TRECHO.
Em meio a um processo de fortalecimento da direita na América Latina, onde o governo Macri é um dos principais expoentes desta direita reacionária, a emergência de uma esquerda anticapitalista e revolucionária se coloca como uma necessidade vital. Isso porque as experiências populistas dos governos pós-neoliberais denotam sua responsabilidade em abrir caminho pra esta direita, muitas vezes assumindo seus métodos e aplicando planos de ajustes para atacar os trabalhadores.

A crise capitalista internacional também abriu espaço para os fenômenos que podemos chamar de “neo-reformistas” que buscam dialogar com um sentimento de massas contra os ataques e contra a casta política, mas que rapidamente mostram a que vieram, como o Syriza na Grécia que após conseguir conquistar a esperança dos trabalhadores e da juventude grega teve como primeira medida de governo implementar o plano de ajustes da “troika” contra o povo pobre. O Podemos na Espanha já começa suas alianças com a direita nas prefeituras em que assumiu, também deixando claro que sua busca pelo poder manterá intactos os lucros capitalistas.

EXERCÍCIO ESCRITO. De acordo com o trecho, qual foi a primeira medida de governo do Syriza na Grécia? As linhas apresentadas não têm relação com o trecho.

DADOS FORNECIDOS.
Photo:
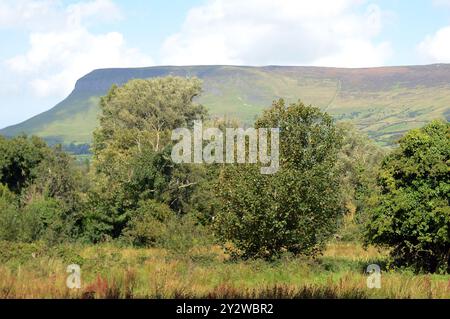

EXERCÍCIO RESOLVIDO. Implementar o plano de ajustes da "troika" contra o povo pobre.